## Stated problem
An exact copy of every record is needed.

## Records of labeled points
++++++

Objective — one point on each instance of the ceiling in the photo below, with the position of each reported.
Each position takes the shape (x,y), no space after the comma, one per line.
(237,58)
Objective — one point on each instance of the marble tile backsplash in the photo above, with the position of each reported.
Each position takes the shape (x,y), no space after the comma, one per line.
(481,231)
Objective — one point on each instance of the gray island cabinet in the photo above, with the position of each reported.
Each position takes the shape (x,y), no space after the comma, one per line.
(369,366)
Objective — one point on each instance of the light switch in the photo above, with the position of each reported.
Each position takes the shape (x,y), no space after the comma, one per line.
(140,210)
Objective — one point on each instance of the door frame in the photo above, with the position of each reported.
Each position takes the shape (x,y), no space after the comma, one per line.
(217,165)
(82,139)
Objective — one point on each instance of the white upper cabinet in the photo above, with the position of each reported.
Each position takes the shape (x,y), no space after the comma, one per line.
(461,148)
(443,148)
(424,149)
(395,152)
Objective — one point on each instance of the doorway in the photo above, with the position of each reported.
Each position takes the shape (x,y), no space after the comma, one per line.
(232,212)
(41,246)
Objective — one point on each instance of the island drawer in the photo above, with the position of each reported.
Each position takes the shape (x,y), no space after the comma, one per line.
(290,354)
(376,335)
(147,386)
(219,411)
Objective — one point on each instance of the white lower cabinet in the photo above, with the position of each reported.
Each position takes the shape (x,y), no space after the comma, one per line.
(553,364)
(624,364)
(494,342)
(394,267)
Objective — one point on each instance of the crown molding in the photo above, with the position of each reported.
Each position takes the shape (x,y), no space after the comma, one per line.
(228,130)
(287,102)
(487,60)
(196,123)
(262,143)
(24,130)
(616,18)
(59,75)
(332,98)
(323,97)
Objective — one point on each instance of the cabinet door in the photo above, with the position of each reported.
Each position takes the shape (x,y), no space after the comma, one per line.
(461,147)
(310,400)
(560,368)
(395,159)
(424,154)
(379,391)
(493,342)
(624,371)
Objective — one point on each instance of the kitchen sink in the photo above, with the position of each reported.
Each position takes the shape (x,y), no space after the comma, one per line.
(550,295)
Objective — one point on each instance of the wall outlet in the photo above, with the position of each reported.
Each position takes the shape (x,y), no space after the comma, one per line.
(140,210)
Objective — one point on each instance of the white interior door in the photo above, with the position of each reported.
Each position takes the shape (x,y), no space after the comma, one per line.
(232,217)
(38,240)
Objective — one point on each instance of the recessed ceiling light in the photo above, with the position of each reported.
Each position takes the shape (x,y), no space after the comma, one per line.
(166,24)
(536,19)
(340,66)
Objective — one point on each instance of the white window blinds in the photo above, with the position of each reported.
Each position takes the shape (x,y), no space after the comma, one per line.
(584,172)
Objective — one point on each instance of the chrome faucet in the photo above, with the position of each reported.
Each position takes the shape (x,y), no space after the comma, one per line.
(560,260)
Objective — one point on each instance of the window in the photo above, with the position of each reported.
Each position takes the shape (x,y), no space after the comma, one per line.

++++++

## Expected answer
Objective — one point on each instance of the ceiling in the photo below, with the position of each reported.
Each position takes the shape (x,y), no space after the comma, one per line.
(237,58)
Objective — one point on each instance of the marble tile backsplash in the photo above, with the position of each reported.
Each position takes the shape (x,y), no space after the comma, one per line.
(481,231)
Objective — one point on each instance of the gray island cabinet in the photo above, with the position of each reported.
Each position takes the shape (x,y), no space after the comma, one per line.
(369,366)
Objective — one point on each instance of the light switch in the photo above, with the position of each reported.
Each position takes the shape (x,y), no space after the comma, one per line.
(140,210)
Objective — one point on each instance of the door frame in the photo above, with the position of each reported.
Each position takes the shape (x,y), no space after the comma, one per line.
(217,165)
(82,139)
Objective — one point on each instance of the white upper cabinet in the photo above, with the position of each reported.
Each position takes the shape (x,y), no space after the comma, one per line.
(461,148)
(443,148)
(424,149)
(395,152)
Objective — one point on each instance of the doorway in the photo above, with the position of each reported.
Each position takes the shape (x,y), no space after the comma, one per line.
(232,212)
(41,246)
Objective — one point on each instance of the island drawer in the photo above, with the position of each reported.
Each position takes the shape (x,y), no space after the comma, one per line.
(290,354)
(376,335)
(147,386)
(219,411)
Objective — one point on each instance of the white lower cabinet in the photo above, with the position of each reported.
Each position takes the shape (x,y), no space after the comma, one per line.
(553,364)
(624,364)
(494,342)
(394,267)
Objective — one point on each instance of the crown molding in the photo above, with the position of each reported.
Each position takes the shape (x,y), no space after the comma, one per line.
(228,130)
(287,102)
(487,60)
(196,123)
(262,143)
(24,130)
(616,18)
(59,75)
(332,98)
(323,97)
Objective — one point on each instance of the cabinet door in the photo above, with the position of each reported.
Each position takes the shape (x,y), no space after the comma, one per line.
(461,147)
(310,400)
(560,368)
(395,159)
(424,154)
(379,391)
(493,342)
(624,371)
Objective — one point on each instance of the kitchen sink in the photo above, with the position of each reported.
Each position takes the shape (x,y), no space after the comma, one per line.
(550,295)
Objective — one point on each instance of the wall outlet in the photo above, with the position of each reported.
Each position takes the shape (x,y), no space after the comma, one per line.
(140,210)
Objective — one point on each instance of the white interior door in the photo above, with the position of each reported.
Each position takes the shape (x,y), no space after the comma, one per line.
(232,217)
(38,240)
Objective — one point on each instance of the recessed ceiling light in the photo above, with the position of each reported.
Each position takes the shape (x,y), no space after the comma, one per line.
(166,24)
(536,19)
(340,66)
Objective — one point on each instance of the white window blinds in the photo above, with the position of each reported.
Each position takes the shape (x,y), no space after the comma, one per line.
(584,172)
Objective — one point on each instance of the chrome faucet in the photo above, with the position of each reported.
Each position takes the shape (x,y), no space after the comma, one per line.
(560,260)
Objective — one point on each instance of the window in the photo above, with the position of each reported.
Each position takes the shape (x,y), no space after the comma, one per line.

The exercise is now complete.